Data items
--------------------
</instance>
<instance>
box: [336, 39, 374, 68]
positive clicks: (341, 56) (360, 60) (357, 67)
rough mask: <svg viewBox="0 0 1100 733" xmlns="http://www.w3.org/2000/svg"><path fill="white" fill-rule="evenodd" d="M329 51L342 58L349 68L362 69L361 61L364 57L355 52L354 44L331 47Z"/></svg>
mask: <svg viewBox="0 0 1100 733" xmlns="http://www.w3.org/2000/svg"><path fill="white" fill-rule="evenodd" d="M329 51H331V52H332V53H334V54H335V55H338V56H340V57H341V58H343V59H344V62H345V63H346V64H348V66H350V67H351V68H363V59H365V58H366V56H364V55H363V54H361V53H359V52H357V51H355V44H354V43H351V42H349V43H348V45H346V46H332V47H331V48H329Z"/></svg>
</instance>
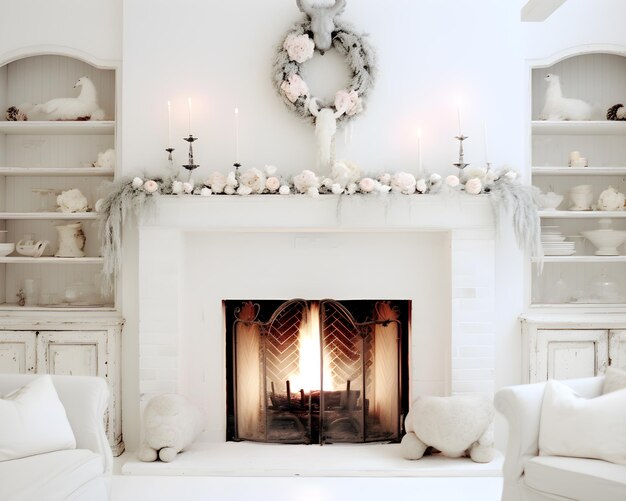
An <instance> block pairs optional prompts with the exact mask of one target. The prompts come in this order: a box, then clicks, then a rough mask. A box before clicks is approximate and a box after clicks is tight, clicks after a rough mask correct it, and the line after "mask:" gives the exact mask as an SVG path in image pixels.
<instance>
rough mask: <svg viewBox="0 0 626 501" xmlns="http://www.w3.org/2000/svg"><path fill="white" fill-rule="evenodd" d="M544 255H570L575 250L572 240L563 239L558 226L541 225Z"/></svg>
mask: <svg viewBox="0 0 626 501" xmlns="http://www.w3.org/2000/svg"><path fill="white" fill-rule="evenodd" d="M541 243H542V244H543V254H544V256H571V255H572V254H574V253H575V252H576V250H575V249H574V245H575V244H574V242H569V241H566V240H565V237H564V236H563V235H562V234H561V230H560V229H559V227H558V226H542V227H541Z"/></svg>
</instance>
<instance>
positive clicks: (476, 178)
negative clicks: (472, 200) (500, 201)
mask: <svg viewBox="0 0 626 501" xmlns="http://www.w3.org/2000/svg"><path fill="white" fill-rule="evenodd" d="M482 189H483V183H481V182H480V179H478V178H477V177H474V178H472V179H470V180H469V181H467V183H465V191H466V192H467V193H469V194H470V195H478V194H480V192H481V191H482Z"/></svg>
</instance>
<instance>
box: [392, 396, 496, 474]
mask: <svg viewBox="0 0 626 501" xmlns="http://www.w3.org/2000/svg"><path fill="white" fill-rule="evenodd" d="M493 418H494V409H493V402H492V400H491V399H490V398H488V397H487V396H482V395H455V396H452V397H430V396H426V397H418V398H417V399H416V400H415V401H414V402H413V405H412V406H411V410H410V411H409V413H408V414H407V417H406V421H405V426H406V431H407V434H406V435H405V436H404V437H403V438H402V444H401V449H402V456H403V457H404V458H406V459H420V458H421V457H422V456H423V455H424V452H425V451H426V448H427V447H429V446H432V447H434V448H435V449H437V450H439V451H441V452H442V453H443V454H444V455H445V456H448V457H453V458H457V457H461V456H465V455H469V457H470V458H471V459H472V461H475V462H477V463H488V462H490V461H491V460H493V458H494V456H495V451H494V448H493Z"/></svg>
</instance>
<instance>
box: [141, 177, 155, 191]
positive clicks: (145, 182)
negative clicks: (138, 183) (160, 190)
mask: <svg viewBox="0 0 626 501" xmlns="http://www.w3.org/2000/svg"><path fill="white" fill-rule="evenodd" d="M143 189H144V190H146V191H147V192H148V193H155V192H156V191H157V190H158V189H159V185H158V184H157V183H156V181H153V180H152V179H148V180H147V181H146V182H145V183H143Z"/></svg>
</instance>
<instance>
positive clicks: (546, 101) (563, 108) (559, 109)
mask: <svg viewBox="0 0 626 501" xmlns="http://www.w3.org/2000/svg"><path fill="white" fill-rule="evenodd" d="M545 81H546V82H548V90H547V91H546V102H545V105H544V107H543V111H542V112H541V115H539V118H540V119H541V120H591V118H592V116H593V111H594V110H593V107H592V106H591V105H590V104H588V103H586V102H585V101H582V100H581V99H572V98H568V97H563V92H561V80H560V78H559V76H558V75H554V74H552V73H549V74H547V75H546V77H545Z"/></svg>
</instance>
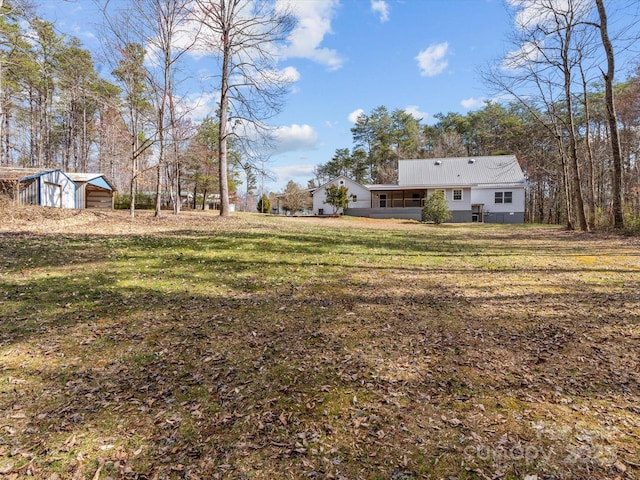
--------------------
YOUR TASK >> Locate each line in the entries above that contains the word "positive", and copy those lines.

SOLVED PROBLEM >>
positive clicks: (341, 56) (360, 60) (357, 67)
positive clicks: (476, 178)
positive clicks: (145, 182)
positive clicks: (546, 101) (563, 108) (559, 109)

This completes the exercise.